◆ Set exercise:
Identify each line in the records below that contains the word "brown", and copy every such line in full.

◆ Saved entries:
========================================
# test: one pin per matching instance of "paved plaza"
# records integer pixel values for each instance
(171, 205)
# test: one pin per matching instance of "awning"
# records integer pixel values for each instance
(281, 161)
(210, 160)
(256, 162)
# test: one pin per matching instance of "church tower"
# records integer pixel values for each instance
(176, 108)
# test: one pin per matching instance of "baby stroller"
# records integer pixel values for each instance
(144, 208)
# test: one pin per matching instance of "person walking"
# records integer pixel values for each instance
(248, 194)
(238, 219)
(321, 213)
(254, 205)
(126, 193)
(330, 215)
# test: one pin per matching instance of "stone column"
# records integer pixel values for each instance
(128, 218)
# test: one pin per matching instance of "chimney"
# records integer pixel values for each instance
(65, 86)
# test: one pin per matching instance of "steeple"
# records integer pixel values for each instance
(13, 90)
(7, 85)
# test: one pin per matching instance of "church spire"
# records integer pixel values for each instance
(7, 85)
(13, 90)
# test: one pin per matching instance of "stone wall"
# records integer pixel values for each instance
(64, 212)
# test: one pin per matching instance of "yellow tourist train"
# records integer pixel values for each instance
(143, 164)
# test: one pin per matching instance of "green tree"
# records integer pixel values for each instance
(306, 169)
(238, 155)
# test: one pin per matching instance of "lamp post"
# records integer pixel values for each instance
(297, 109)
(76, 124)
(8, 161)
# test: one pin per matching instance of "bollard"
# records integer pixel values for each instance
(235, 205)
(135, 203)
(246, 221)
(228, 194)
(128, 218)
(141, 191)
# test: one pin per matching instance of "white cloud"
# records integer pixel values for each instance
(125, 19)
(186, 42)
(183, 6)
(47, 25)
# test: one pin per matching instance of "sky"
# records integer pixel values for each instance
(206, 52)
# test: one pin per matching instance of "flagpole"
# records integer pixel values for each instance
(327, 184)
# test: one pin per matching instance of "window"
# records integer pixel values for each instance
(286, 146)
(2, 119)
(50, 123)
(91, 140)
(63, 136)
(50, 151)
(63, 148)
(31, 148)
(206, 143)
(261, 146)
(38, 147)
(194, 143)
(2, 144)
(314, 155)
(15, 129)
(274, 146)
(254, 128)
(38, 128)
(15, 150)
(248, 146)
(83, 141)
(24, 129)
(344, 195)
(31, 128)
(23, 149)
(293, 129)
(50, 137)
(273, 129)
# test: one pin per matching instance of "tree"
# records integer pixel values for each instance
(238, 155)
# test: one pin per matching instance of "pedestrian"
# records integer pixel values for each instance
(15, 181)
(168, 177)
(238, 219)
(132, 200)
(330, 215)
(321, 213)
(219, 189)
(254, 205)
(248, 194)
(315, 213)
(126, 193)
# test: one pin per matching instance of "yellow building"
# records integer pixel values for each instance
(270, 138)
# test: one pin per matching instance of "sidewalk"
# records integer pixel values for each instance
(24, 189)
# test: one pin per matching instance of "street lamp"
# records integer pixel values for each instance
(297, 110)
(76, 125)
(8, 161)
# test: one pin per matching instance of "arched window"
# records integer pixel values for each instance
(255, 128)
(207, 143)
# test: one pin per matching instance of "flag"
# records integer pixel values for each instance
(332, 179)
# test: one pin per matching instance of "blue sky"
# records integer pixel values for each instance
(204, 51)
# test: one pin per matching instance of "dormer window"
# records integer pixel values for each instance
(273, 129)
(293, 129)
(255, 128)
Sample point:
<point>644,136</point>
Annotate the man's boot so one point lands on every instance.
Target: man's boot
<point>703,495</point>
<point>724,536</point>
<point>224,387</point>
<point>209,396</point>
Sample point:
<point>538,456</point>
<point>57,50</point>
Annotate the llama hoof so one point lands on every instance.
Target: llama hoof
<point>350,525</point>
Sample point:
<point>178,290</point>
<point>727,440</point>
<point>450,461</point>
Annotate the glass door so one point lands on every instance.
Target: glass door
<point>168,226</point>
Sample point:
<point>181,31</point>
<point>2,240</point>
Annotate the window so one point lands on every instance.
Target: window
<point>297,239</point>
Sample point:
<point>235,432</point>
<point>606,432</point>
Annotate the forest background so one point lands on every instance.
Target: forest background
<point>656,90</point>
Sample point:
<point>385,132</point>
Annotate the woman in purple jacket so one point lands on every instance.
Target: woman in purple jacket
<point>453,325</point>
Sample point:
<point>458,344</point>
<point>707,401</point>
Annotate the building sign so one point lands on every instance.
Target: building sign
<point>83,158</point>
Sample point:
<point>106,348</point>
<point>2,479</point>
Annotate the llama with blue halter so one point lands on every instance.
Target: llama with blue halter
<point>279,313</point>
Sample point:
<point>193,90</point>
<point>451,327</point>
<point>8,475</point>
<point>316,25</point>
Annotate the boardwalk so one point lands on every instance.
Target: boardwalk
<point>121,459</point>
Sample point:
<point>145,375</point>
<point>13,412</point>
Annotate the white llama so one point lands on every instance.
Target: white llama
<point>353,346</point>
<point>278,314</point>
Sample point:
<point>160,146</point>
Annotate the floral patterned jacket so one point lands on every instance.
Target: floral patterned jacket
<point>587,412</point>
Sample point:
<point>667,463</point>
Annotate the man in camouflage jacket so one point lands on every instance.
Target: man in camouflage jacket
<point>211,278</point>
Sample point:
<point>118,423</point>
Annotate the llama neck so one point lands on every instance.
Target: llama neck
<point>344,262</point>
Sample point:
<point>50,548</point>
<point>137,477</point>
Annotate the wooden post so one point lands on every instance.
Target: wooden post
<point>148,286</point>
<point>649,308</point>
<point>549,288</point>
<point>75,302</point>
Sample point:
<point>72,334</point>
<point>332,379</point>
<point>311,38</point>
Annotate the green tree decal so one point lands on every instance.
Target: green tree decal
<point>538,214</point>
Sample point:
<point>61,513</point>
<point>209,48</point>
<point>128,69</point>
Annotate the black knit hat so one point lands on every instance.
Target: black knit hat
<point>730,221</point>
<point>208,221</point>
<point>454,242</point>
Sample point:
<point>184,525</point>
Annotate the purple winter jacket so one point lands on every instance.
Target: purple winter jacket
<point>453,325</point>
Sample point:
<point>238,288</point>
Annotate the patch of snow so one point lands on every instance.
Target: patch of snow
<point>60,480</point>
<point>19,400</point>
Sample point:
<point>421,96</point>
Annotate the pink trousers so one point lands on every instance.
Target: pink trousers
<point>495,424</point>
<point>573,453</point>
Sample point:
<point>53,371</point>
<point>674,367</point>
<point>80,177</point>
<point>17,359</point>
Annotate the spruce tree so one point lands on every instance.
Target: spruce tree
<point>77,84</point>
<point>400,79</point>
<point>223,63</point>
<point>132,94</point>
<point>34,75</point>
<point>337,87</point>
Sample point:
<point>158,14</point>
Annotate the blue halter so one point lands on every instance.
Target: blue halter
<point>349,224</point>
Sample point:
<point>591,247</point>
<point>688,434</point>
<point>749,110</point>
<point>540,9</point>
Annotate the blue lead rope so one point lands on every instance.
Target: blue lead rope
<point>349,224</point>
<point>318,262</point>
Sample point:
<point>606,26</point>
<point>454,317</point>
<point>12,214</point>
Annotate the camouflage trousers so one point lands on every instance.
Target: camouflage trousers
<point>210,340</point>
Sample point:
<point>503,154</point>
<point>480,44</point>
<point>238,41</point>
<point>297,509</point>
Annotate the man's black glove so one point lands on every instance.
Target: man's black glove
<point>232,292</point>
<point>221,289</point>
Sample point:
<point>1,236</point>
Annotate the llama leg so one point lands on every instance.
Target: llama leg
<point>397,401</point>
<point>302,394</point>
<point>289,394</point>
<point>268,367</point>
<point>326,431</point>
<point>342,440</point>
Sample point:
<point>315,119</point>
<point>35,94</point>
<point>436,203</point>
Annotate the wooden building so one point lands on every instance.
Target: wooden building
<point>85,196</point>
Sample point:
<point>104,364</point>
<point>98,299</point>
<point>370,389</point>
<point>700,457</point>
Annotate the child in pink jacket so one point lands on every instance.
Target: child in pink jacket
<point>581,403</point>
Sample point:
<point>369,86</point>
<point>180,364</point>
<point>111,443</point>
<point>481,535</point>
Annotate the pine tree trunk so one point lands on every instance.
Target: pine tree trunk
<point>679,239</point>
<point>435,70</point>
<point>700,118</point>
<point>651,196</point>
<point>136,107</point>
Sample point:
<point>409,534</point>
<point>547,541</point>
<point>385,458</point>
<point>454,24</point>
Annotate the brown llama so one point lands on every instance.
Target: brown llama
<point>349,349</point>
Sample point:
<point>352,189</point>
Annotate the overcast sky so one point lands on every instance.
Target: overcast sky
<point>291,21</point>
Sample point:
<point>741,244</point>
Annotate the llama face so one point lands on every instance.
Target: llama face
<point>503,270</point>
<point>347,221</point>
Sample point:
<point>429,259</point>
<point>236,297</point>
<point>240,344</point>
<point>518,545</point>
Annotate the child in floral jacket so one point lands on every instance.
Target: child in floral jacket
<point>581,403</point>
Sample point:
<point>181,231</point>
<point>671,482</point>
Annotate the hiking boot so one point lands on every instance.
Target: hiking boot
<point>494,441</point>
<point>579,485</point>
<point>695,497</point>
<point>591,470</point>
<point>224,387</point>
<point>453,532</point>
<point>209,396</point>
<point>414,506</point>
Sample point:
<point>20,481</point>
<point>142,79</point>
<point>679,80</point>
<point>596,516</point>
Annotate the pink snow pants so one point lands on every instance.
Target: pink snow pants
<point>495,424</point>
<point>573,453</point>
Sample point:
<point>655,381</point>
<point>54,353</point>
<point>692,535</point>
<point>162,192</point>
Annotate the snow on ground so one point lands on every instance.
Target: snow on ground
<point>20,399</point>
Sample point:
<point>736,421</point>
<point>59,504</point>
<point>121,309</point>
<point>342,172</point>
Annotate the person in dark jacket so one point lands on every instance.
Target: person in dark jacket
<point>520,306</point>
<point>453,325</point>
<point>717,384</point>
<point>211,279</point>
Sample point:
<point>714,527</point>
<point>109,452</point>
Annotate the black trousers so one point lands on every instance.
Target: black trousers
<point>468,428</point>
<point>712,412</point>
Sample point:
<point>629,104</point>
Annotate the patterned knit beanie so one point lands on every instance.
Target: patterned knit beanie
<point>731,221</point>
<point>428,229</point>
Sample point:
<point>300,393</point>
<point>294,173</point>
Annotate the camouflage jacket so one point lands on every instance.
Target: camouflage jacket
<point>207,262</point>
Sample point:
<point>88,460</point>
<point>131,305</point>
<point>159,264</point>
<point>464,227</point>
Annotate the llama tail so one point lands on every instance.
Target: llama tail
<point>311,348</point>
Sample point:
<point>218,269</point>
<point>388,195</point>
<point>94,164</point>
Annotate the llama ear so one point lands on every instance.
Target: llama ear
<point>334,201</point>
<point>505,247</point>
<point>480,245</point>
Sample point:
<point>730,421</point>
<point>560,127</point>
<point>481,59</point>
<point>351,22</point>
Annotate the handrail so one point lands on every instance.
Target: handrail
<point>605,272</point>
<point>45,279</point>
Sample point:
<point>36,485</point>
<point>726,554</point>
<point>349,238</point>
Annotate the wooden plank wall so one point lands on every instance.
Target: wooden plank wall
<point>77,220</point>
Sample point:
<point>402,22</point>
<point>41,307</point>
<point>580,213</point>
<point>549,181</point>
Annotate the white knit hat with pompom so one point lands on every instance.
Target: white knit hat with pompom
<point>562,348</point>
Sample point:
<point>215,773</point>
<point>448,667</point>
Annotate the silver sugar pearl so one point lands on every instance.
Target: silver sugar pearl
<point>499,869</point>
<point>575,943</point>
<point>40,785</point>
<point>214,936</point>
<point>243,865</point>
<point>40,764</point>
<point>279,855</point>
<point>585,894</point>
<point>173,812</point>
========================================
◆ Solution:
Annotate the brown llama so one point lands on every instance.
Target: brown llama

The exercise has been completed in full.